__Record extracts__
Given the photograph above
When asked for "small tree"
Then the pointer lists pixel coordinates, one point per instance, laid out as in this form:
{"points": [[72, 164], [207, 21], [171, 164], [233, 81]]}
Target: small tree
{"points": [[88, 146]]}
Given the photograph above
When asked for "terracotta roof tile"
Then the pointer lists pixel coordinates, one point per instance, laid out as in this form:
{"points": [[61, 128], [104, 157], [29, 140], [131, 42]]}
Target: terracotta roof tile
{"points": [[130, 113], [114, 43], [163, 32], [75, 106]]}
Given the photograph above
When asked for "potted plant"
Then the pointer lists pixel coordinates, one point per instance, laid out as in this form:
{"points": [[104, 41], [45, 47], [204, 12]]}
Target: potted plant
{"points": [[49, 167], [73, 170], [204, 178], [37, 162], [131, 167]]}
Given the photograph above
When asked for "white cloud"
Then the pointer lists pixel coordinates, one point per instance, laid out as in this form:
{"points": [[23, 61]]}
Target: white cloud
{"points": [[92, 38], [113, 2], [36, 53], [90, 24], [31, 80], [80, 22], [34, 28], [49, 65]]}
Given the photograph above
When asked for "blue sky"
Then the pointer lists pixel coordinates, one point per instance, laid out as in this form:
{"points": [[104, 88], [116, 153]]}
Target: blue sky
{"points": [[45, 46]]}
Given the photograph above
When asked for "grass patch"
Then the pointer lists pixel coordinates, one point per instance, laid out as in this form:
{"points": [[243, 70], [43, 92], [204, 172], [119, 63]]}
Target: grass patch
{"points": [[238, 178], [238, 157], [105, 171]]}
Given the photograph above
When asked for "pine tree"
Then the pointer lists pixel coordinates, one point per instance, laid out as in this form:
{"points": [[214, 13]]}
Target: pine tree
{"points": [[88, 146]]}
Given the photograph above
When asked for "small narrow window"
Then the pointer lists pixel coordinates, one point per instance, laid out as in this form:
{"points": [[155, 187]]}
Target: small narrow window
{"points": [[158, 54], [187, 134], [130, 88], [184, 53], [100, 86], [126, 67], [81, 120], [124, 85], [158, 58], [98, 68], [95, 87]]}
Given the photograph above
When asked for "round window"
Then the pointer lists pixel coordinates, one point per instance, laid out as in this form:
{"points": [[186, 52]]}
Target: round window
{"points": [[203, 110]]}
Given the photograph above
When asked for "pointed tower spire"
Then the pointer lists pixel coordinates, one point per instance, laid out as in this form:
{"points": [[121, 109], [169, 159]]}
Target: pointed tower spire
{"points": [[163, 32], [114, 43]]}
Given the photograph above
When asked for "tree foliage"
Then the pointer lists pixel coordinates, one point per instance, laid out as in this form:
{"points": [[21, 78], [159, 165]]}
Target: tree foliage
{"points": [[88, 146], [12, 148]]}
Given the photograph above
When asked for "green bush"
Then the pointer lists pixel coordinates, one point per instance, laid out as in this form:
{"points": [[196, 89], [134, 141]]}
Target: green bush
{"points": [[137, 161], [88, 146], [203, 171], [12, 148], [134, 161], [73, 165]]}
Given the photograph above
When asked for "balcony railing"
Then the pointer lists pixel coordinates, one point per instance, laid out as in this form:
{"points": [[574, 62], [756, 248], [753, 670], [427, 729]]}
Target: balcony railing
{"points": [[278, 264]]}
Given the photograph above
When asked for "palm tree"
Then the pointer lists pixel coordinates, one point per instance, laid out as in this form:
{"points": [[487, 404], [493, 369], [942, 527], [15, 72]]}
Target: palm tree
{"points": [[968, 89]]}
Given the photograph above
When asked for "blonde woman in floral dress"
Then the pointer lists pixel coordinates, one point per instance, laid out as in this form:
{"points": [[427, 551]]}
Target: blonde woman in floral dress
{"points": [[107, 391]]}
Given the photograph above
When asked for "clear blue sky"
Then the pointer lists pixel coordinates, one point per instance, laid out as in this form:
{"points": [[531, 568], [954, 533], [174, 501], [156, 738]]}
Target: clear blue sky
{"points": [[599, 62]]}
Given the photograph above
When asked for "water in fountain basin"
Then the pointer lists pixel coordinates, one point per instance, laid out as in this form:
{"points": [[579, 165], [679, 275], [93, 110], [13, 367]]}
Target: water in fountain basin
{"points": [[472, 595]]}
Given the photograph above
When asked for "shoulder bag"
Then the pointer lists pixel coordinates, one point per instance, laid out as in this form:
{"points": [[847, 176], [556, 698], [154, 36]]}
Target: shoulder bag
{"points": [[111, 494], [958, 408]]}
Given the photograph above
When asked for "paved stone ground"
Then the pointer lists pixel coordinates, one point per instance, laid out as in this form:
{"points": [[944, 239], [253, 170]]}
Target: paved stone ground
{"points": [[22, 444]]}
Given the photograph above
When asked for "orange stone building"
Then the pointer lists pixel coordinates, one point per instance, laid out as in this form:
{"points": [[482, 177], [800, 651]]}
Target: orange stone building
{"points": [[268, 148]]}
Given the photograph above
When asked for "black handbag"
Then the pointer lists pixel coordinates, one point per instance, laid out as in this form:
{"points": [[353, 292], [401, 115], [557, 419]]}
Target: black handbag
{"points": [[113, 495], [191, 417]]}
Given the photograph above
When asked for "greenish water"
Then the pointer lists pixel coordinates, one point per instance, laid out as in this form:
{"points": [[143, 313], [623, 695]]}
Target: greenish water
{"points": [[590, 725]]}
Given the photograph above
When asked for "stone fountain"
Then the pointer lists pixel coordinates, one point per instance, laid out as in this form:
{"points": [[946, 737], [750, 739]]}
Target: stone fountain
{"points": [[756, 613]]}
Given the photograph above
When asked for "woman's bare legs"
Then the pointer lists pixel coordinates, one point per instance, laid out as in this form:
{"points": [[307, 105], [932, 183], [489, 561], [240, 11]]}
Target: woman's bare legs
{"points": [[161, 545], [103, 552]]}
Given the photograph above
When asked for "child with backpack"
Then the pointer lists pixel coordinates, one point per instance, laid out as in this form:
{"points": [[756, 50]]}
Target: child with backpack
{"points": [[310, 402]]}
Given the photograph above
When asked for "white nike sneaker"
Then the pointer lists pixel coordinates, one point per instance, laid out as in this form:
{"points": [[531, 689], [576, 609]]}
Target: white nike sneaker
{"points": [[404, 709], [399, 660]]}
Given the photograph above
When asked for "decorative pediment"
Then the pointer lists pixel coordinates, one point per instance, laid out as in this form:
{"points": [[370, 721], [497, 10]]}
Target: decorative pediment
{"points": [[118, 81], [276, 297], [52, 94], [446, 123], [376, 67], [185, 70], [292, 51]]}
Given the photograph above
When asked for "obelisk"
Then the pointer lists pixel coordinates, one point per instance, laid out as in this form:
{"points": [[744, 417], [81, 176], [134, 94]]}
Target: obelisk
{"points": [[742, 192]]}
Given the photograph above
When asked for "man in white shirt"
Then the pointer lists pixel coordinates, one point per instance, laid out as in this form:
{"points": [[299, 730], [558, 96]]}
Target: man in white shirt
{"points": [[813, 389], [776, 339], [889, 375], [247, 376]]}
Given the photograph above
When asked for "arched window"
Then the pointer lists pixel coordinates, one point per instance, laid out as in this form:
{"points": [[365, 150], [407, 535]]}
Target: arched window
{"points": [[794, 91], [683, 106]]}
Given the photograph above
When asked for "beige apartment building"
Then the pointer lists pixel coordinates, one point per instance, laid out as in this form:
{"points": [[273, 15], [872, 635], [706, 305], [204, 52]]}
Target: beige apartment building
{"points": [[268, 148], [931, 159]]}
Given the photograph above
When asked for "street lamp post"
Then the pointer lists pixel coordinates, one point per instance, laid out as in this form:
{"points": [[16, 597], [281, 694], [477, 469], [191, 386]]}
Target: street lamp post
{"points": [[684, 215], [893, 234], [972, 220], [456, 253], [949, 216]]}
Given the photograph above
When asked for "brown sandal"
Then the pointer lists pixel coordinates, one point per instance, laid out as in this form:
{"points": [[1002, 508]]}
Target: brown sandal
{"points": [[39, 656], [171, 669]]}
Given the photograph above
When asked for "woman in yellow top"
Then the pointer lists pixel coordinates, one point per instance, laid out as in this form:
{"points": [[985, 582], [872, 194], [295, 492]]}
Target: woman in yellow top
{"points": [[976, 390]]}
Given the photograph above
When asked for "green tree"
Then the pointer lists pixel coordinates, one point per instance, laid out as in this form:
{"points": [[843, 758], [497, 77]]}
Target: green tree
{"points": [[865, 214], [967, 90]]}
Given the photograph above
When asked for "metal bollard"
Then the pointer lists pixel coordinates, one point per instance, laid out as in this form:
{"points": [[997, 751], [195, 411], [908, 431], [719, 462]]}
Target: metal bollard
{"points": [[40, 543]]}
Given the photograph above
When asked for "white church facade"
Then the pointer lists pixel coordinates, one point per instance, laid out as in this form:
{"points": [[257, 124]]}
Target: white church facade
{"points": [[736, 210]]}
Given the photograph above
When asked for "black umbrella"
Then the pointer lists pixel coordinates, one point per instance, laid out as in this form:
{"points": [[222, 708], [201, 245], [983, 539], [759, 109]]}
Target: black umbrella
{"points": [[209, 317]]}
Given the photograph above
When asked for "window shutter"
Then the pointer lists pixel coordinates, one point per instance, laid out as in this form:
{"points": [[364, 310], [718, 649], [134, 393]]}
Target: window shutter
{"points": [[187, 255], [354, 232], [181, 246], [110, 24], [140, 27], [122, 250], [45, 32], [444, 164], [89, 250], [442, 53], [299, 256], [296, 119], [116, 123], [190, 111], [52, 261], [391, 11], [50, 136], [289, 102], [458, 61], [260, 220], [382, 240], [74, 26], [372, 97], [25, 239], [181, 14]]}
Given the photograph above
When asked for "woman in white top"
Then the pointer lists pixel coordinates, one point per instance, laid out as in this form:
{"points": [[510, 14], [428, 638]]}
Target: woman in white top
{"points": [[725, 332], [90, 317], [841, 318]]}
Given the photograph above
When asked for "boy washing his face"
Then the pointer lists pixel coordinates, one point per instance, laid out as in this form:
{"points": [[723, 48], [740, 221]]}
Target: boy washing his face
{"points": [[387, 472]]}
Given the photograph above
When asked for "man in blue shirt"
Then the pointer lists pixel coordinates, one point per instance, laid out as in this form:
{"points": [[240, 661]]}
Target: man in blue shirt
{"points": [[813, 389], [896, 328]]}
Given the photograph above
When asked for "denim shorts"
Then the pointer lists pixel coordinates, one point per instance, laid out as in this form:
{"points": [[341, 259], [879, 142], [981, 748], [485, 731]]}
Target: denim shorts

__What is needed__
Looking at the listing above, count every line in which the string "shorts" appears, and give only that count.

__Problem solution__
2